***** PROVIDED MATERIAL

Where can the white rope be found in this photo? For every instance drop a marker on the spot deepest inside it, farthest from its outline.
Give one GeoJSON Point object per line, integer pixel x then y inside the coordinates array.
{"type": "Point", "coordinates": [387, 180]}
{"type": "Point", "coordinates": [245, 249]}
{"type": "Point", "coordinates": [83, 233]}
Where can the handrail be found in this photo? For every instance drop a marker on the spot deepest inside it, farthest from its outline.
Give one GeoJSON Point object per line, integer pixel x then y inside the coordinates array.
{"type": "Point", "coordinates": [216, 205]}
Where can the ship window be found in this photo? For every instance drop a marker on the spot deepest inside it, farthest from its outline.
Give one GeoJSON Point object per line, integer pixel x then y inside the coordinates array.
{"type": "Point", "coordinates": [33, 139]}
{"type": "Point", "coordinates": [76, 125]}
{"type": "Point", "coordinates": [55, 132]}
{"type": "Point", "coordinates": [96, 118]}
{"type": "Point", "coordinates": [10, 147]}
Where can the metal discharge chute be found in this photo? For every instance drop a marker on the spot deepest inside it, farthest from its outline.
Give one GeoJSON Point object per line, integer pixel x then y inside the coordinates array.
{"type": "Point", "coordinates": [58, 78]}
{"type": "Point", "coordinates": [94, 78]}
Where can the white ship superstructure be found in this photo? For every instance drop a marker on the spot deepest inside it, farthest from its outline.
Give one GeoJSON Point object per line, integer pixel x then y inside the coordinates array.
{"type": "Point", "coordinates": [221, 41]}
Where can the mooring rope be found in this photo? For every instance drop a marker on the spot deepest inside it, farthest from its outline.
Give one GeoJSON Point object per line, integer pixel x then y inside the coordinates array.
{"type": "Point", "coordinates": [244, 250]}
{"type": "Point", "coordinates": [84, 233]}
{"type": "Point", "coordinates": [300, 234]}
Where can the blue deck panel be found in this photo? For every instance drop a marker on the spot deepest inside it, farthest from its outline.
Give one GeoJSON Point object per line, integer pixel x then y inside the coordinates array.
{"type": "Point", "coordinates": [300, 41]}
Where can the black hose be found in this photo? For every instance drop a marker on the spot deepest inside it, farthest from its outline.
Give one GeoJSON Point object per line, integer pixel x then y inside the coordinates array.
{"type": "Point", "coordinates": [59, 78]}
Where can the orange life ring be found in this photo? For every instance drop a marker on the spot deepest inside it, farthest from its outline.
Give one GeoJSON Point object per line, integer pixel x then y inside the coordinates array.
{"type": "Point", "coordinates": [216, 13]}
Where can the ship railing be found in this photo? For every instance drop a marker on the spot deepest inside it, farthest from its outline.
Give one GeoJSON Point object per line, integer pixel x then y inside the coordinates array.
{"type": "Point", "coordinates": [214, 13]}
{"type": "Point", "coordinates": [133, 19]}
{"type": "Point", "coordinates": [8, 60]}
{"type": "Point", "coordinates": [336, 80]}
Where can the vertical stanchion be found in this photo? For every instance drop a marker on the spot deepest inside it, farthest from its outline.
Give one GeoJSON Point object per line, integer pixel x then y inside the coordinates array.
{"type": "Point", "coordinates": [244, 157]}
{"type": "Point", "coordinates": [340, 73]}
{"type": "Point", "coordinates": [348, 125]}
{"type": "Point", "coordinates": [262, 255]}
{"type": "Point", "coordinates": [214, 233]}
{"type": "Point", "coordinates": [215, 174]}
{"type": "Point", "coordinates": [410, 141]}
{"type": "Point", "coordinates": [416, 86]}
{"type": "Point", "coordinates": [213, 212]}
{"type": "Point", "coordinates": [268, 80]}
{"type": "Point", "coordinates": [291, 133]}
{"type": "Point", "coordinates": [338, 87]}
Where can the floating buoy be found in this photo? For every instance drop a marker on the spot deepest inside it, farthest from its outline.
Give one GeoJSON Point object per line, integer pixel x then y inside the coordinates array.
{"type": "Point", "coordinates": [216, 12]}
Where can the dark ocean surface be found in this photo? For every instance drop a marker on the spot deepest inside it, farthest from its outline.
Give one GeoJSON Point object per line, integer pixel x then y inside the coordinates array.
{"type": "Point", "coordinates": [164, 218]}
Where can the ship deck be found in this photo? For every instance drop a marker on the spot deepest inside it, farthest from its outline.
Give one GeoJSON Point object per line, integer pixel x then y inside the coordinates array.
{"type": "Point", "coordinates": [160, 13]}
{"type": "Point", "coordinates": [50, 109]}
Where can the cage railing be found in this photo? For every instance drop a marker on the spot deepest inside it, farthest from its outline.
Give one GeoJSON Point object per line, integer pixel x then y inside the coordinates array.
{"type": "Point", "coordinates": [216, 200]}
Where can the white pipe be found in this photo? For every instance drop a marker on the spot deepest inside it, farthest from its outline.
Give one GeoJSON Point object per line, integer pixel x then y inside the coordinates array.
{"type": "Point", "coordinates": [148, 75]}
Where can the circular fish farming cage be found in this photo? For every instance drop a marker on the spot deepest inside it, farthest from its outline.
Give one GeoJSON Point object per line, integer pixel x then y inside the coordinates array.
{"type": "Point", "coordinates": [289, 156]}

**********

Return every record, leaving each line exactly as it was given.

_YOUR RESPONSE_
Where can the white rope be found in this photo? For every instance drop a marker on the spot deepest inside it, farthest from its outline.
Give one GeoJSON Point object per line, integer pixel x then y inside the coordinates array.
{"type": "Point", "coordinates": [387, 180]}
{"type": "Point", "coordinates": [245, 249]}
{"type": "Point", "coordinates": [83, 233]}
Where can the handrail be found in this photo? For every instance drop a marker on the spot deepest inside it, farthest from its outline.
Give one GeoJSON Point object per line, integer pixel x then y inside the coordinates array.
{"type": "Point", "coordinates": [216, 205]}
Where can the ship window be found in this photo? For every instance drop a marker on the spot deepest inside it, farthest from its outline.
Give one GeoJSON Point object per line, integer pixel x then y inside the coordinates array.
{"type": "Point", "coordinates": [33, 139]}
{"type": "Point", "coordinates": [76, 125]}
{"type": "Point", "coordinates": [55, 132]}
{"type": "Point", "coordinates": [96, 118]}
{"type": "Point", "coordinates": [10, 147]}
Where can the metal discharge chute be found in this photo? For every instance drop a marker on the spot deepest inside it, farthest from its outline.
Give one GeoJSON Point object per line, integer pixel x then y inside the coordinates array.
{"type": "Point", "coordinates": [58, 78]}
{"type": "Point", "coordinates": [94, 78]}
Where can the white ship superstructure be found in this photo? For every instance drop a marker on the spot deepest inside it, farthest from its outline.
Give one GeoJSON Point object per line, integer pixel x then y inside the coordinates array.
{"type": "Point", "coordinates": [221, 41]}
Where can the mooring rope be found in this photo? For every instance drop a marker on the spot deepest inside it, farthest from its outline.
Give one GeoJSON Point object per line, integer pixel x then y inside the coordinates array.
{"type": "Point", "coordinates": [244, 250]}
{"type": "Point", "coordinates": [84, 233]}
{"type": "Point", "coordinates": [300, 234]}
Where can the blue deck panel be found in this photo? For every instance drop a marker on the spot deepest inside it, farthest from its outline.
Give one GeoJSON Point object per line, integer pixel x then y inside the coordinates array.
{"type": "Point", "coordinates": [300, 41]}
Where can the black hose be found in this photo? For every instance drop a marker on the spot deepest inside it, farthest from its outline.
Give one GeoJSON Point object per line, integer pixel x then y inside the coordinates array.
{"type": "Point", "coordinates": [59, 78]}
Where can the orange life ring be found in this photo? For every instance drop a marker on the spot deepest inside it, farthest from its outline.
Give one GeoJSON Point object per line, integer pixel x then y inside the coordinates array.
{"type": "Point", "coordinates": [216, 13]}
Where can the ship railing be found in this photo? For every instance drop a marker on the spot deepest inside it, farthest from its outline.
Give one GeoJSON Point object per line, integer pixel x then y inside the coordinates array.
{"type": "Point", "coordinates": [214, 13]}
{"type": "Point", "coordinates": [133, 19]}
{"type": "Point", "coordinates": [8, 60]}
{"type": "Point", "coordinates": [336, 80]}
Where can the vertical stanchion be found in this photo? For every instance drop a marker on the spot deepest inside it, farthest from its outline.
Give one GeoJSON Point object per line, integer pixel x then y inside the coordinates array.
{"type": "Point", "coordinates": [244, 157]}
{"type": "Point", "coordinates": [340, 73]}
{"type": "Point", "coordinates": [348, 125]}
{"type": "Point", "coordinates": [262, 255]}
{"type": "Point", "coordinates": [214, 233]}
{"type": "Point", "coordinates": [215, 174]}
{"type": "Point", "coordinates": [410, 141]}
{"type": "Point", "coordinates": [416, 86]}
{"type": "Point", "coordinates": [213, 212]}
{"type": "Point", "coordinates": [268, 80]}
{"type": "Point", "coordinates": [291, 133]}
{"type": "Point", "coordinates": [338, 87]}
Where can the floating buoy be found in this photo? For every instance drop a marker on the spot deepest inside it, farthest from its outline.
Give one GeoJSON Point object per line, integer pixel x then y inside the coordinates array.
{"type": "Point", "coordinates": [216, 12]}
Where can the dark ocean surface be found in this photo? For every instance drop a marker on the spot deepest inside it, farthest from its outline.
Give one GeoJSON Point object per line, integer pixel x then y inside the coordinates array.
{"type": "Point", "coordinates": [164, 218]}
Where can the ship deck be found in this photo? For every instance drop a marker on the spot deepest inside it, farthest from its outline.
Give one GeoJSON Point object per line, integer pixel x then y inside the coordinates array.
{"type": "Point", "coordinates": [160, 13]}
{"type": "Point", "coordinates": [50, 109]}
Where can the cage railing be found in this photo? For every instance drop a marker on the spot deepest inside it, farthest from its outline.
Give one GeoJSON Point object per line, integer pixel x then y inside the coordinates array.
{"type": "Point", "coordinates": [216, 200]}
Where can the white pipe be found in this photo? For every instance drop a marker on the spot deepest inside it, farthest from its outline.
Give one GeoJSON Point object per line, integer pixel x then y inside the coordinates array.
{"type": "Point", "coordinates": [148, 75]}
Where can the circular fish farming cage be found in this photo? For every instance drop a marker on the spot deepest inside it, farthest from its outline.
Give one GeoJSON Point object per line, integer pixel x then y inside the coordinates array.
{"type": "Point", "coordinates": [289, 156]}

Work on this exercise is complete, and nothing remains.